━━━━━ Extracted information ━━━━━

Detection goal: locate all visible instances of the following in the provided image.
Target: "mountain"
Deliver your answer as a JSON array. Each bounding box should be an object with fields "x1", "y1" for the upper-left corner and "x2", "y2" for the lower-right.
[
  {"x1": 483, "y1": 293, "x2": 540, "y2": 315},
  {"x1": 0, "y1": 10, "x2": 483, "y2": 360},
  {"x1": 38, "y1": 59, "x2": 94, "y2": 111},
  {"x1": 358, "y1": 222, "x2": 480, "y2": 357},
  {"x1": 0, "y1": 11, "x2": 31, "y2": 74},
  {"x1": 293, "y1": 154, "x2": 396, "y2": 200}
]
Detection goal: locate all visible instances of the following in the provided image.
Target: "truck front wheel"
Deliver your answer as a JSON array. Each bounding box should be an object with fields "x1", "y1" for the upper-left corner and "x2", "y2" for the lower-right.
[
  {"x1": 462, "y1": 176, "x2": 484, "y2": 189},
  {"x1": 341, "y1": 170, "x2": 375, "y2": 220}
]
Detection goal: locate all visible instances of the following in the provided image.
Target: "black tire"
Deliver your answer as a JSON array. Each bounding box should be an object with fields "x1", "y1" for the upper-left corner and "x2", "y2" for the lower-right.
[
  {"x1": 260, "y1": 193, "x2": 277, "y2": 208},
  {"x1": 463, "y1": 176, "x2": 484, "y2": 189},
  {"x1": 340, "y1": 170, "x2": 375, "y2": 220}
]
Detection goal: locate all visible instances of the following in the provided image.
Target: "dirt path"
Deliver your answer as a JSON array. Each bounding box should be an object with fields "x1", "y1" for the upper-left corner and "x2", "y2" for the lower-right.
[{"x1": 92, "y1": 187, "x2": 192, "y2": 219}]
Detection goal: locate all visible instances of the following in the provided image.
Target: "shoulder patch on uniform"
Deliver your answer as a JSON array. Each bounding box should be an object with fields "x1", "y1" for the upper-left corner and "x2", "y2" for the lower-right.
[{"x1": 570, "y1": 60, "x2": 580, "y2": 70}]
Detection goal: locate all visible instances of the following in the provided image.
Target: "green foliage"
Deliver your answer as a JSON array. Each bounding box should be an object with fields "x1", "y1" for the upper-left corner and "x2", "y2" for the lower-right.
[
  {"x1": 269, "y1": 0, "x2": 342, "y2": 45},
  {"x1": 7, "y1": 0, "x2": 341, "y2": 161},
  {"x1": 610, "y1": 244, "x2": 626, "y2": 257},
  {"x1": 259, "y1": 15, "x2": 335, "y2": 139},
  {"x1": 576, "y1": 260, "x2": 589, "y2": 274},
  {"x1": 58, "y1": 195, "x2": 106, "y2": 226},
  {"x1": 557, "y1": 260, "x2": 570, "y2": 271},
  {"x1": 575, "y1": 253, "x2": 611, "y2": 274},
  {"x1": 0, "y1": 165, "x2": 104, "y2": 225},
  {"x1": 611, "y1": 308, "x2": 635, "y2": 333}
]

━━━━━

» What to do:
In the lines above, find the word "Target" and copy every line it occurs in.

» Completed exercise:
Target: "mountain"
Target: "truck front wheel"
Target: "black tire"
Target: "dirt path"
Target: "shoulder patch on uniform"
Target: "green foliage"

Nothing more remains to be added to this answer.